■ **Directions**
Can you rewrite all of the lines below, putting "locate" wherever "point out" appears and leaving everything else the same?

[begin Dataset]

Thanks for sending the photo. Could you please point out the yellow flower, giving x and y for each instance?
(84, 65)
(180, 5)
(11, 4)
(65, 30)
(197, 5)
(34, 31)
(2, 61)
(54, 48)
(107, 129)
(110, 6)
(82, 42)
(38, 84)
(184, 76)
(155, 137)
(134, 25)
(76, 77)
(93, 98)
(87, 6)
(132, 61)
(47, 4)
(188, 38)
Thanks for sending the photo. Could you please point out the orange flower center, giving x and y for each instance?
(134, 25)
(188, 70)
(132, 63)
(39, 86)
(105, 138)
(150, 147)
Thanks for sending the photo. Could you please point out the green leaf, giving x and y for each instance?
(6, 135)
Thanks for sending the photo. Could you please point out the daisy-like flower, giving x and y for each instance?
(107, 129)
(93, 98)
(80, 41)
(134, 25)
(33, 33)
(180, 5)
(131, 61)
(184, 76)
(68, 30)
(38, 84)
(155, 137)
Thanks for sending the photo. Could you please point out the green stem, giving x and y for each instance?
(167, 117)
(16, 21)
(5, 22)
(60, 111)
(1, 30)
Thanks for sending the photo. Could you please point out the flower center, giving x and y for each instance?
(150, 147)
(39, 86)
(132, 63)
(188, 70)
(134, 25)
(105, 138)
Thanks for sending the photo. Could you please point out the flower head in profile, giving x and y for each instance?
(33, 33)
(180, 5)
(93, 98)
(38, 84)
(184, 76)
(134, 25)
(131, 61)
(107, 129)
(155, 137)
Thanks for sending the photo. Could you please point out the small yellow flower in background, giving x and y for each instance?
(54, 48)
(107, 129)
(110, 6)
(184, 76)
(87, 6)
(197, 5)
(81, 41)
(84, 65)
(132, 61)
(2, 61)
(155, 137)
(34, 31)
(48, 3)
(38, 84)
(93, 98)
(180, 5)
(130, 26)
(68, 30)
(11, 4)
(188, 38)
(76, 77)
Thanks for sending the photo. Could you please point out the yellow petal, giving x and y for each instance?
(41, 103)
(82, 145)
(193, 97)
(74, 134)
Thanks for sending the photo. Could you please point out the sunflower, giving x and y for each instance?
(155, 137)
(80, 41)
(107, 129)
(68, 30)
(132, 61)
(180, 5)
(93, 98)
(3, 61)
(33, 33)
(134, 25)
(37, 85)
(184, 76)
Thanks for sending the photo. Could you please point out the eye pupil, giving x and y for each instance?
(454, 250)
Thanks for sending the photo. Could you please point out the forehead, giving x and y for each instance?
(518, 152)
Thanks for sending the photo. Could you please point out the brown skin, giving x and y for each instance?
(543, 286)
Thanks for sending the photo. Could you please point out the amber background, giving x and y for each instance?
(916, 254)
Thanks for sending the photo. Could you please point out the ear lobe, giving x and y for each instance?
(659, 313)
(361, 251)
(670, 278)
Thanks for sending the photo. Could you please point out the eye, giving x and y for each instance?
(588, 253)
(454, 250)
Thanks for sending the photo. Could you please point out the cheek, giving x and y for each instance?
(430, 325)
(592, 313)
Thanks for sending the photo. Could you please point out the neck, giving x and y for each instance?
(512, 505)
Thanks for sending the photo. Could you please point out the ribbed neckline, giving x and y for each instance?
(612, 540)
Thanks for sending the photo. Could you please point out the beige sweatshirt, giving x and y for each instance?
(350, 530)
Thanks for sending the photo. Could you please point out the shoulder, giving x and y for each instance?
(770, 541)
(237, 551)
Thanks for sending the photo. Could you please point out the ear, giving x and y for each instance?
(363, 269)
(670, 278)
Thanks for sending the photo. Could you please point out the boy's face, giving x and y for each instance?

[end Dataset]

■ **Final result**
Thanks for sending the photo. Could you please locate the yellow flower, giving x and y for each instance?
(84, 65)
(180, 5)
(11, 4)
(65, 30)
(197, 5)
(34, 31)
(2, 61)
(54, 48)
(107, 129)
(110, 6)
(82, 42)
(38, 84)
(184, 76)
(155, 137)
(134, 25)
(76, 77)
(93, 98)
(87, 6)
(132, 61)
(47, 4)
(188, 38)
Thanks for sending the photo. Could you please locate the orange flower center, giving x and y for each instance?
(134, 25)
(188, 70)
(132, 63)
(39, 86)
(105, 138)
(150, 147)
Thanks for sending the photo. Could you please locate the green leaf, giving x and y for each instance?
(6, 135)
Thanks for sending the photo. Could you please locate the daisy-like flower, giving x and y for each instance?
(107, 129)
(93, 98)
(80, 41)
(134, 25)
(33, 33)
(180, 5)
(131, 61)
(184, 76)
(68, 30)
(38, 84)
(155, 137)
Thanks for sending the photo. Could you please locate the green stem, giving x and y for each instance?
(167, 117)
(16, 21)
(5, 22)
(60, 111)
(1, 30)
Thanks for sending the photo. Could you please locate the flower center, giving x and y for each instance?
(150, 147)
(39, 86)
(132, 63)
(188, 70)
(134, 25)
(105, 138)
Thanks for sending the photo. Could you please locate the flower head in profile, giving x and y for each instance?
(33, 33)
(180, 5)
(93, 98)
(38, 84)
(184, 76)
(134, 25)
(131, 61)
(107, 129)
(155, 137)
Thanks for sending the photo. Could you please locate the small yellow flower in background, giving x and y for each instance?
(54, 48)
(107, 129)
(110, 6)
(184, 76)
(87, 6)
(197, 5)
(81, 41)
(84, 65)
(132, 61)
(2, 61)
(155, 137)
(34, 31)
(48, 3)
(38, 84)
(93, 98)
(180, 5)
(130, 26)
(68, 30)
(11, 4)
(188, 38)
(76, 77)
Thanks for sending the photo. Could you please locate the yellow petal, giving x and y for each instance?
(41, 103)
(82, 145)
(193, 97)
(74, 134)
Thanks for sending the photo. Could you please locate the sunflower, giving x and y for each instance?
(155, 137)
(80, 41)
(107, 129)
(68, 30)
(132, 61)
(180, 5)
(93, 98)
(3, 61)
(33, 33)
(134, 25)
(37, 85)
(184, 76)
Thanks for sending the photo. Could you please locate the eye pupil, giving x and y for each instance?
(454, 250)
Thanks for sending the photo. Could you please locate the forehead, giving x and y for each instance?
(518, 152)
Thanks for sending the photo. Could you please locate the brown skin, giving x and y for each instance?
(543, 286)
Thanks for sending the photo. Could you please locate the amber background, giving x and y for each instance?
(916, 254)
Thanks for sending the photo. Could you please locate the ear lobe, giving x and y for each instance?
(659, 313)
(361, 251)
(670, 278)
Thanks for sending the photo. Could you please locate the eye, giving x and y for each instance?
(588, 253)
(454, 250)
Thanks for sending the photo. Could you please locate the cheek, giving x and y for each instance?
(430, 325)
(592, 313)
Thanks for sending the photo. Could you please locate the neck, giving x and y for each instance?
(512, 505)
Thanks for sending the photo. Could you please locate the ribbed neckline, giving x and y for each instance?
(612, 540)
Thanks for sending the photo. Could you please locate the beige sweatshirt, giving x and y for each instance?
(350, 530)
Thanks for sending the photo. Could you please locate the shoulder, giving x and y for each instance?
(770, 541)
(237, 551)
Thanks for sending the photo. Could you please locate the ear, giving x and y for each instance?
(363, 269)
(670, 278)
Thanks for sending the photo. Could you please locate the boy's face, giving x and y for each instance?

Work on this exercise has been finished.